» Task item
Each line of the listing that contains the word "component" is to be copied.

-- Provided information follows --

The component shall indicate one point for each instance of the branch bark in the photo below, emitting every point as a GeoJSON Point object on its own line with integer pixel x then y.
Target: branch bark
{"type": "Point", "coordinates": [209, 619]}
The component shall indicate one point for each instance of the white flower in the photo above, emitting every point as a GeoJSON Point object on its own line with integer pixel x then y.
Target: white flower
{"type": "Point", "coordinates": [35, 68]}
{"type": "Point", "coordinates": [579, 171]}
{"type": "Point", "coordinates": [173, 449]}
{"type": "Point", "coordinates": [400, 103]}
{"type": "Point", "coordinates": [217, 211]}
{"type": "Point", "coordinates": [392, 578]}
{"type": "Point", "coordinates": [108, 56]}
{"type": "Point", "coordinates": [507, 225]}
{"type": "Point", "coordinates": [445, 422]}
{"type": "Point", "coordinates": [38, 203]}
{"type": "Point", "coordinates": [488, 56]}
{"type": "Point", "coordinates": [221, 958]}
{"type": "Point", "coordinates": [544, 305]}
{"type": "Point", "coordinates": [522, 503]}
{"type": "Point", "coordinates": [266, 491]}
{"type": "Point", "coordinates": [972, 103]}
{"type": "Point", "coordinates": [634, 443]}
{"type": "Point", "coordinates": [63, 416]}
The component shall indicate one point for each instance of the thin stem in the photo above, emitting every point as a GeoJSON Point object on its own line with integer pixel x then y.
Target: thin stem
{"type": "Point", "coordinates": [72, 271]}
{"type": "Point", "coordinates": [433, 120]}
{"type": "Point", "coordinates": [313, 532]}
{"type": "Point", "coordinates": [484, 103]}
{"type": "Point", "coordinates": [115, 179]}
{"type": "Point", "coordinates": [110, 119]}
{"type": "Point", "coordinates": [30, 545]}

-- Provided information concluded --

» Output
The component shall indicate one point for each instance of the branch bark in the photo below, emitting every point as a GeoJSON Point object on its own line with integer pixel x then y.
The component shall indicate one point for each instance of the white flower in the photo above, emitting every point as a GeoJSON Point object on its own line with integer pixel x then y.
The component shall indicate one point for each instance of the thin stem in the photo above, emitting every point as a GeoJSON Point object on its own line with integer pixel x then y.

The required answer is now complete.